◆ AIM OF THE TASK: All lines from the one containing "Locate every instance of the white storage" down to the final line of the entries below: return them exactly.
MATERIAL PROVIDED below:
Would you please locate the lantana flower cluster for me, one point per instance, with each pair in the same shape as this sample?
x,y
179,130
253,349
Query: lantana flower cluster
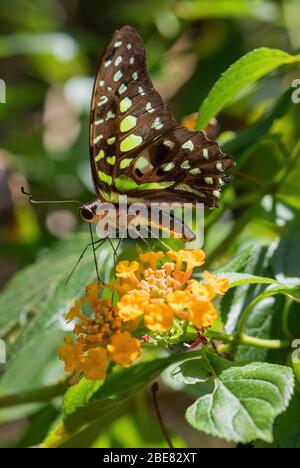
x,y
153,293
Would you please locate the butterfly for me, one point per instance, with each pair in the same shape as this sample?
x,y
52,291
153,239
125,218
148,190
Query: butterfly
x,y
136,147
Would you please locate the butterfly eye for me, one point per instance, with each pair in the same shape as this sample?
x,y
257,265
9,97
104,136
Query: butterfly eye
x,y
86,213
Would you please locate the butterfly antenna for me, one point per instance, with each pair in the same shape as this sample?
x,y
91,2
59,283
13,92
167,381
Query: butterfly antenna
x,y
94,253
46,202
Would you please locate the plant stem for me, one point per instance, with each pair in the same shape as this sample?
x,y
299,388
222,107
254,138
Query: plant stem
x,y
263,343
33,396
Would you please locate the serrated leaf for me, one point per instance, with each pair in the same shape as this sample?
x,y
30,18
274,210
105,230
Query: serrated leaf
x,y
238,262
244,402
79,395
49,297
197,9
247,70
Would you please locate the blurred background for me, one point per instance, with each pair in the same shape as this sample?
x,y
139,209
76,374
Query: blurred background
x,y
49,52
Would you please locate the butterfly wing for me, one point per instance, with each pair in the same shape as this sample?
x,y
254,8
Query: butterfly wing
x,y
137,148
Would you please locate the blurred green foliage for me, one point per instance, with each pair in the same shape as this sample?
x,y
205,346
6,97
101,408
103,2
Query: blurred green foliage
x,y
49,52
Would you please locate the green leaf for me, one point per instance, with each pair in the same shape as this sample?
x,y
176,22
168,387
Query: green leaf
x,y
238,262
238,279
247,70
118,387
197,9
250,135
244,401
286,258
79,395
287,428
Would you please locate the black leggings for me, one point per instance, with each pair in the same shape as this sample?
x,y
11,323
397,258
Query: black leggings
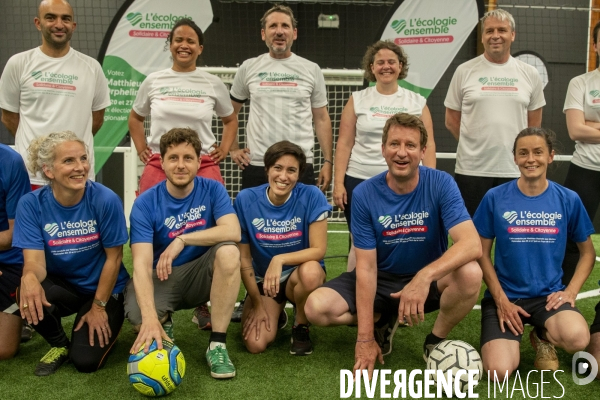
x,y
65,301
586,183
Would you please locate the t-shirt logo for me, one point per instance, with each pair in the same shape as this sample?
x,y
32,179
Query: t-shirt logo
x,y
510,216
170,222
385,220
259,223
51,228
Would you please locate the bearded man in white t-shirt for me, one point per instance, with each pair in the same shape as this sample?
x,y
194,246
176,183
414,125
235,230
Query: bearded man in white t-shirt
x,y
490,100
53,87
287,94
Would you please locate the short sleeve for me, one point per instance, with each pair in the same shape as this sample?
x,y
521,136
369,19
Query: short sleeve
x,y
223,107
102,93
10,88
484,217
317,204
453,210
318,98
575,95
140,222
454,96
537,95
239,205
221,202
239,88
142,103
579,226
362,228
27,232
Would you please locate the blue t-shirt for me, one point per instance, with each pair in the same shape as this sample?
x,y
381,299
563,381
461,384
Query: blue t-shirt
x,y
271,230
409,231
158,218
73,238
14,183
531,235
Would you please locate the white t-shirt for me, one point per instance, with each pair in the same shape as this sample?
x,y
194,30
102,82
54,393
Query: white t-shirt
x,y
584,95
53,94
372,110
182,100
283,93
493,100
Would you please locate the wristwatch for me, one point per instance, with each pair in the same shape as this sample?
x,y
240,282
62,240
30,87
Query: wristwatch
x,y
100,303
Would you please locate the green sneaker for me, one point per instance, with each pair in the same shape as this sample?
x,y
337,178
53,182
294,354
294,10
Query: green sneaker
x,y
52,361
220,365
168,328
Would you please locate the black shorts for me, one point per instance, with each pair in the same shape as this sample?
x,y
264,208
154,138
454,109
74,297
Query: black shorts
x,y
350,183
490,324
473,188
387,283
281,297
254,175
9,281
596,324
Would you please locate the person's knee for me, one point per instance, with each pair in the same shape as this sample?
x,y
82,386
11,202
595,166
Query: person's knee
x,y
574,340
256,346
498,372
227,259
316,308
469,277
311,277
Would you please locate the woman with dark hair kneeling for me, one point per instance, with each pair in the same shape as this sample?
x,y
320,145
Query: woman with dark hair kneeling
x,y
284,239
531,219
72,233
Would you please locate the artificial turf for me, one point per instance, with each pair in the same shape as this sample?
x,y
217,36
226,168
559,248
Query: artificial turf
x,y
276,374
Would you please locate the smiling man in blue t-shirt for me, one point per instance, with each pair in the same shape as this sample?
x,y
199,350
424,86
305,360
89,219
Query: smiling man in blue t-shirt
x,y
400,222
183,234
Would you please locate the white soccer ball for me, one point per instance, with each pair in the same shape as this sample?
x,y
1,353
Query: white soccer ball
x,y
455,355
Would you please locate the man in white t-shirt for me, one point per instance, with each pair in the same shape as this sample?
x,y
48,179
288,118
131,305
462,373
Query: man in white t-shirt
x,y
53,87
287,94
490,100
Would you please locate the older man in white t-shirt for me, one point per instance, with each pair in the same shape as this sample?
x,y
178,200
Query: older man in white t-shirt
x,y
53,87
287,94
491,98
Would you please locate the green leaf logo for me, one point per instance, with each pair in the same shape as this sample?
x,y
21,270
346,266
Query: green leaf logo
x,y
134,18
398,25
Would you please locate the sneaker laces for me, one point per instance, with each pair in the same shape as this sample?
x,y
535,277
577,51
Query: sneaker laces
x,y
219,355
54,354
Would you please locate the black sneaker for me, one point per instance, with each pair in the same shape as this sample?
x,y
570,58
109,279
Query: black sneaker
x,y
427,349
385,334
26,332
52,361
301,344
237,313
282,321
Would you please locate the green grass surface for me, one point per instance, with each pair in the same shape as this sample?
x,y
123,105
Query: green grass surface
x,y
275,374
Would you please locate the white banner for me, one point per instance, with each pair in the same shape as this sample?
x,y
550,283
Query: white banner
x,y
137,48
431,32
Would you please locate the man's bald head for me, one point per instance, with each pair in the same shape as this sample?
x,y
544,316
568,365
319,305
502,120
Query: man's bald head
x,y
56,23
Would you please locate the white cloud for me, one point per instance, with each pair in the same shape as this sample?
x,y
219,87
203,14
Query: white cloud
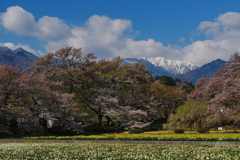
x,y
225,30
109,38
21,22
24,46
181,40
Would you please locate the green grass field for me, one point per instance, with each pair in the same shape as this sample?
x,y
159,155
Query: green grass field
x,y
115,151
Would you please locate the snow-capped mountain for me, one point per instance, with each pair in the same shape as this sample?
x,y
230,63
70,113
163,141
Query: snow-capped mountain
x,y
163,66
4,48
19,57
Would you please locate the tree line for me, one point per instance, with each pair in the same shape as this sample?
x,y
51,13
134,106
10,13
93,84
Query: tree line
x,y
75,90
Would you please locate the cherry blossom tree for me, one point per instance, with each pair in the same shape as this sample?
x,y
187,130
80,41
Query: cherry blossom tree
x,y
222,93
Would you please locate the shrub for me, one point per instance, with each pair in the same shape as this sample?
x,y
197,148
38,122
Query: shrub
x,y
98,129
178,131
203,130
136,131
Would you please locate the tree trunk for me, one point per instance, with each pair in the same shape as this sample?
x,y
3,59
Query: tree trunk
x,y
100,120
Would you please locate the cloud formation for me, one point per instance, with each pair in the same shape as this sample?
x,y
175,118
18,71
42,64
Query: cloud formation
x,y
225,33
25,47
109,38
21,22
181,40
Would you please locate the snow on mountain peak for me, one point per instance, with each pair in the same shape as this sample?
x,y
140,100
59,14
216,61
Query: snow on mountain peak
x,y
3,47
172,66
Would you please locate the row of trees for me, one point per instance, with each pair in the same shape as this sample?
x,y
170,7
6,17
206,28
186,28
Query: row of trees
x,y
68,85
214,102
73,88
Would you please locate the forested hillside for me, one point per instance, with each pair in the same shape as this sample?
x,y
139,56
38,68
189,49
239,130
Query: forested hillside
x,y
77,94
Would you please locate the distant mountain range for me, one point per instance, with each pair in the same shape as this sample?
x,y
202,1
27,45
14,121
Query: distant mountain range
x,y
19,57
206,71
163,66
183,70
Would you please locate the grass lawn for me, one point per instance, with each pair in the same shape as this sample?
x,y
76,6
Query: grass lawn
x,y
116,151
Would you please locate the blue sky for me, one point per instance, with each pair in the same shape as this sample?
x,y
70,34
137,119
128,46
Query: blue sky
x,y
190,30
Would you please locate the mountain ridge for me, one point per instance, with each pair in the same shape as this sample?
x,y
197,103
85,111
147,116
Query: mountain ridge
x,y
163,66
19,57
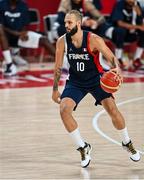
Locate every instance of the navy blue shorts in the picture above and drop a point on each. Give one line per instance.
(78, 93)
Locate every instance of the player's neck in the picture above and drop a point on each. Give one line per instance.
(77, 39)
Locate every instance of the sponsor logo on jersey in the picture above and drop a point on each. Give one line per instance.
(79, 56)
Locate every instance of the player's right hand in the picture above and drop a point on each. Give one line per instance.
(56, 96)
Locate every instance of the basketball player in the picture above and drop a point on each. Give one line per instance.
(82, 49)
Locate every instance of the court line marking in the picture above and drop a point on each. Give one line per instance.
(97, 115)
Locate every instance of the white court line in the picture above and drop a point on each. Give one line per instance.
(96, 118)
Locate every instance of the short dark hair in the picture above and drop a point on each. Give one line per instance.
(76, 13)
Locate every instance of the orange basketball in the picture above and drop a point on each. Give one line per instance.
(108, 82)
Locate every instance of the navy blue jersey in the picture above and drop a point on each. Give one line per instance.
(14, 19)
(85, 68)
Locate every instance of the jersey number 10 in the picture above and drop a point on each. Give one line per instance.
(80, 66)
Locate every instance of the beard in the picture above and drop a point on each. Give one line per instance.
(73, 31)
(129, 6)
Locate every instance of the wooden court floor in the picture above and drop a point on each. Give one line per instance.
(34, 144)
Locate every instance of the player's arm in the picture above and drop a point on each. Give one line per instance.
(57, 70)
(97, 43)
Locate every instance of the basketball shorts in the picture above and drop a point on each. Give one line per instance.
(78, 93)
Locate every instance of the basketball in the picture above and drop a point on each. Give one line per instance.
(108, 82)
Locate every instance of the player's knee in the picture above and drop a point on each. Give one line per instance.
(65, 108)
(112, 111)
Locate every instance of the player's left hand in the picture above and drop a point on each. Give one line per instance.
(118, 76)
(24, 36)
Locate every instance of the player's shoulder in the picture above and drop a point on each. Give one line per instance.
(61, 39)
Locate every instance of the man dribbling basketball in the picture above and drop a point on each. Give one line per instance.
(82, 49)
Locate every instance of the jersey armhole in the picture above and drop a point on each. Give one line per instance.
(65, 44)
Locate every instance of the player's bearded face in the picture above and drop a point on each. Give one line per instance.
(73, 30)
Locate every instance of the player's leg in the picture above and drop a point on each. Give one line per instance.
(119, 124)
(70, 99)
(10, 68)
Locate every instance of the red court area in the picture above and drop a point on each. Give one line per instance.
(44, 78)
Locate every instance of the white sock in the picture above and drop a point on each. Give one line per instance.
(76, 137)
(7, 56)
(118, 53)
(138, 53)
(124, 135)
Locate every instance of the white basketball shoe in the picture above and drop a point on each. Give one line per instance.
(85, 155)
(133, 153)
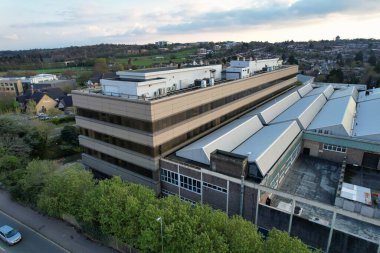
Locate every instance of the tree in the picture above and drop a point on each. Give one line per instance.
(63, 193)
(9, 163)
(54, 112)
(377, 68)
(280, 242)
(372, 59)
(292, 60)
(101, 65)
(69, 134)
(335, 76)
(37, 174)
(359, 56)
(237, 226)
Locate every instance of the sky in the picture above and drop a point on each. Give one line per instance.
(28, 24)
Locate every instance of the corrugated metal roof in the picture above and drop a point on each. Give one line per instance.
(325, 90)
(371, 94)
(305, 79)
(304, 110)
(305, 89)
(270, 103)
(276, 109)
(225, 138)
(344, 92)
(367, 123)
(336, 116)
(267, 145)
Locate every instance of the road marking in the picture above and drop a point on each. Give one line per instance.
(34, 230)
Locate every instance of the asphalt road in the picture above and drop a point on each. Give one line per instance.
(31, 241)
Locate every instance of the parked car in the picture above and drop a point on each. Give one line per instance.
(9, 235)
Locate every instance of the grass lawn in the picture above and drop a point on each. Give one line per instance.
(164, 57)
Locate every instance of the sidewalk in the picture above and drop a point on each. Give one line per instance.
(55, 230)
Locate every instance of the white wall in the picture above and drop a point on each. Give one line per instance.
(178, 78)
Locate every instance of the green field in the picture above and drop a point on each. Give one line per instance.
(77, 70)
(139, 61)
(160, 58)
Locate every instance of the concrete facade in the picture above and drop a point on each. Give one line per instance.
(137, 132)
(11, 87)
(235, 196)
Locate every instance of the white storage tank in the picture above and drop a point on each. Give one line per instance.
(212, 81)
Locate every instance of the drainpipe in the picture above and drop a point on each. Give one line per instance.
(241, 195)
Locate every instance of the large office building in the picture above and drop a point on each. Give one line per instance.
(141, 116)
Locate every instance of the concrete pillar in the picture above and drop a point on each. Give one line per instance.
(331, 232)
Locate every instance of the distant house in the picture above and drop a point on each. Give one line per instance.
(45, 100)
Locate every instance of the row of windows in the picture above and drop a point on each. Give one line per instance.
(169, 177)
(215, 187)
(284, 169)
(173, 143)
(185, 182)
(121, 163)
(8, 84)
(4, 89)
(173, 119)
(334, 148)
(130, 145)
(188, 183)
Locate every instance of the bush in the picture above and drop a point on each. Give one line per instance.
(57, 121)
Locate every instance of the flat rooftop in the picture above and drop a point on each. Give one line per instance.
(312, 178)
(358, 175)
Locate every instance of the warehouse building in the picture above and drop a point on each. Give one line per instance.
(291, 171)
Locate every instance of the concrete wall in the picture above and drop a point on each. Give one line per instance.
(354, 156)
(46, 102)
(120, 153)
(268, 217)
(110, 169)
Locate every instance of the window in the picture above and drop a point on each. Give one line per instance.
(192, 202)
(215, 187)
(190, 184)
(169, 176)
(334, 148)
(167, 193)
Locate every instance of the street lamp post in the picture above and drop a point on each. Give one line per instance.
(162, 234)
End of MATERIAL PROVIDED.
◆ EXERCISE RESULT:
Locate every instance of the white storage tank in the picture above and drop a point on each. Give one line per instance.
(212, 81)
Locate every instance of the drainpipe in the picture above and drop a point on each. Give one line per instance.
(241, 195)
Locate every instance of the large office building in the picture above and drop a point on each. Give one line per instance.
(141, 116)
Locate every instance of the concrete pillar in the picture above and drop a point on each. Give one line per instance.
(331, 232)
Locate every instance of the distant house in the picture above and drop a point on each. Give one line per instance.
(45, 100)
Locate every instance of the row of windows in the picture above and drop a point on each. Give one line per instance.
(169, 177)
(215, 187)
(284, 169)
(173, 143)
(185, 182)
(121, 163)
(8, 84)
(4, 89)
(173, 119)
(334, 148)
(130, 145)
(188, 183)
Locate every instance of the bush in the picture above and drop a point on each. Give one line per instance.
(57, 121)
Locate every instance of the flat rooftop in the picture above and drop a point on each. Give one line per instance.
(312, 178)
(358, 175)
Locate every instance of the warehouse building in the picture above and drop a point on each. Give one line per instance.
(291, 171)
Locate every instance of the concrete wall in the picture above and drop a point on each. Give one line per instance.
(354, 156)
(46, 102)
(120, 153)
(268, 217)
(110, 169)
Locate every instance of the window in the picture above and drop a point on each. Give one line per instance.
(192, 202)
(215, 187)
(190, 184)
(169, 176)
(334, 148)
(167, 193)
Locate every instance of the street lamp post in the picture above and drop a point on each. Give one line per instance.
(162, 234)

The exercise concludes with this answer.